**EXCERPTED PASSAGE**
• • •
6.16.2010

Say It Isn't So Kelly Kapowski

We knew this day would come. In the back of our minds, we always thought her and Zack were really dating. Speculation emerged around AC, college boy Jeff, Pauly Shore, then the cast of Beverly Hills 90210 Peach-Pit edition. But there's finally proof that Bayside's very own Kelly Kapowski is not a virgin and in fact, pregnant and delivered. By whom, you ask? Brady Smith. You may know him as "Handsome Man" on the show MY EX LIFE or "Cheating Boyfriend" on ANDY RICHTER CONTROLS THE UNIVERSE. Thanks for kicking my childhood dreams in the face.

3.17.2010

Million Dollar Chokehold

It's alright James Cameron, you already paid half for that divorce. You're entitled to at least one chokehold.

3.02.2010

I'll French You Up.

In case there was ever a situation where Guatemalans were rising among the ranks for the race pedestal, leave it to the Frenchman to remind all minorities that "We got next! And in case, you didn't think we mean business... I'm stealing your ball!"
• • •
**DATA PROVIDED**
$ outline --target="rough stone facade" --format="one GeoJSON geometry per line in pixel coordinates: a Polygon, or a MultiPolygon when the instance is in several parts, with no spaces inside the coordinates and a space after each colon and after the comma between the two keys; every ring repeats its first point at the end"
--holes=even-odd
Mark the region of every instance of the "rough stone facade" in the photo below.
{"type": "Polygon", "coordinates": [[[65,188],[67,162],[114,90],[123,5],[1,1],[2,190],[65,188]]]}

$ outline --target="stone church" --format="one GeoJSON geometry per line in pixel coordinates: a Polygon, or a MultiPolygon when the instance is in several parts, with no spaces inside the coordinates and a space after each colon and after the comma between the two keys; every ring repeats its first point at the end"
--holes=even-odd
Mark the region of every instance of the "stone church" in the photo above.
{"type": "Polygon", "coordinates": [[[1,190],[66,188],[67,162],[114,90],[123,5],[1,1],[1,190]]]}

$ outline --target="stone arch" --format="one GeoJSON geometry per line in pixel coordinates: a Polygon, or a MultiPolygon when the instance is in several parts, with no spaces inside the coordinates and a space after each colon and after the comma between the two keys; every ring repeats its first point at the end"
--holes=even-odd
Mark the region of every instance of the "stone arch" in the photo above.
• • •
**ASSIGNED TASK 1**
In the blog posts above, who is named as the father of Kelly Kapowski's baby?
**ASSIGNED TASK 2**
Continue the blog posts from where they stop.

**EXPECTED ANSWER 1**
Brady Smith.

**EXPECTED ANSWER 2**
3.01.2010

Farewell Winter Olympics

For those of you that didn't catch the complete closing ceremony of the 2010 Winter Olympics, it sorta ends like this....

Snooze Fest

The son of Tegucigalpa's Mayor Ricardo Alvarez dreams of ways he can use his new elite status during his father's swearing-in ceremony. First on the list - mandatory white suit and clip-on tie naptime.

2.26.2010

I Need Rubbers

What took about six years to complete, the world's biggest rubber band ball will be inducted into a Ripley's Believe it or Not museum. Believe it or not, this guy will regret the past six years of his life.

2.25.2010

Cock Me!

The expensive turbans are front row for tonight's Afghanistan's Ultimate Supercockfight. Hold on to your sandals, this match is gonna be a bombthreat!

2.11.2010

It's So Real!

Talks to enrich uranium were delayed between the Iranian President Mahmoud Ahmadinejad and UN nuclear heads because word was passed down that Avatar was a must-see.

2.10.2010

Nap Time

In a period where employment is scarce, sleeping on the job is a slap to the Human Resource Department that hired you. There's only one explanation for this poorly timed nap - he must be Mexican.

Short & Stumpy

Having a bad day? Buy yourself a midget dog -- pardon... little person dog. Lil' man's best friend's deformities will bring you hours of joy. It's life's accidents that bring the best smiles.

1.31.2010

Yes! We're Open!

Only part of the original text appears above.